Collection entries >>
◆ ◆ ◆ ◆
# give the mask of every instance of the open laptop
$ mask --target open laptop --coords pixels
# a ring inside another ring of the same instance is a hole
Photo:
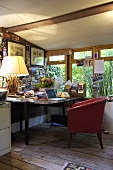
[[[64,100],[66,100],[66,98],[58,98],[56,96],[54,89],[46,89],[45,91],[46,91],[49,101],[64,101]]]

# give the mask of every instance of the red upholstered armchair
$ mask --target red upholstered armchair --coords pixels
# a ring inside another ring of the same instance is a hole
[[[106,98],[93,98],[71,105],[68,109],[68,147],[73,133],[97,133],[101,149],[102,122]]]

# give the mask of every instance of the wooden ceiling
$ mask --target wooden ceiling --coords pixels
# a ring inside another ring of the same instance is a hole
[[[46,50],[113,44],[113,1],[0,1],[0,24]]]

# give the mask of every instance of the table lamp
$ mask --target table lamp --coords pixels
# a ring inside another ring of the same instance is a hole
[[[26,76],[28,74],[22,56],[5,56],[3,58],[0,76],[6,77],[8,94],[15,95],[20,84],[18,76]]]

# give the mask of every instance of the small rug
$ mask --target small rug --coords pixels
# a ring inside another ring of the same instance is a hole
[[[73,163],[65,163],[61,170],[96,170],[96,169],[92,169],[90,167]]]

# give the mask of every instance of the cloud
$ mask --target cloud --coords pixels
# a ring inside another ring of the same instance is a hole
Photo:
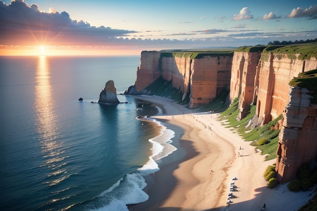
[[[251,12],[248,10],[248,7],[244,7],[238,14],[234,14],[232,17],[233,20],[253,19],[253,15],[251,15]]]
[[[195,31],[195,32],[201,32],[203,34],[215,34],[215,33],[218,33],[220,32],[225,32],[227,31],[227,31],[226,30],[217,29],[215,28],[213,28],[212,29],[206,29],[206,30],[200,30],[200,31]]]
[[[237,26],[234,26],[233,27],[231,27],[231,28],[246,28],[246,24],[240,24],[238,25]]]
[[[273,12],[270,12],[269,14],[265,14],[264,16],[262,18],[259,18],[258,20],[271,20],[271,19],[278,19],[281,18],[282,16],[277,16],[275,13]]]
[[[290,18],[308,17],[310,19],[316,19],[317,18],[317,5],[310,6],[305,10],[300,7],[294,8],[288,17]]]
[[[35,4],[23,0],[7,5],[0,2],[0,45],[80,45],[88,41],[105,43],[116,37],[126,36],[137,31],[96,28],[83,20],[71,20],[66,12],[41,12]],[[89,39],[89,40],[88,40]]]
◆ ◆ ◆ ◆
Please return all lines of the listing above that contain the string "every".

Answer to the exercise >>
# give the mask of every instance of the open laptop
# give the mask of every instance of the red upholstered armchair
# give the mask of every instance of the wooden ceiling
# give the mask of every instance of the table lamp
# give the mask of every instance of the small rug
# give the mask of every instance of the cloud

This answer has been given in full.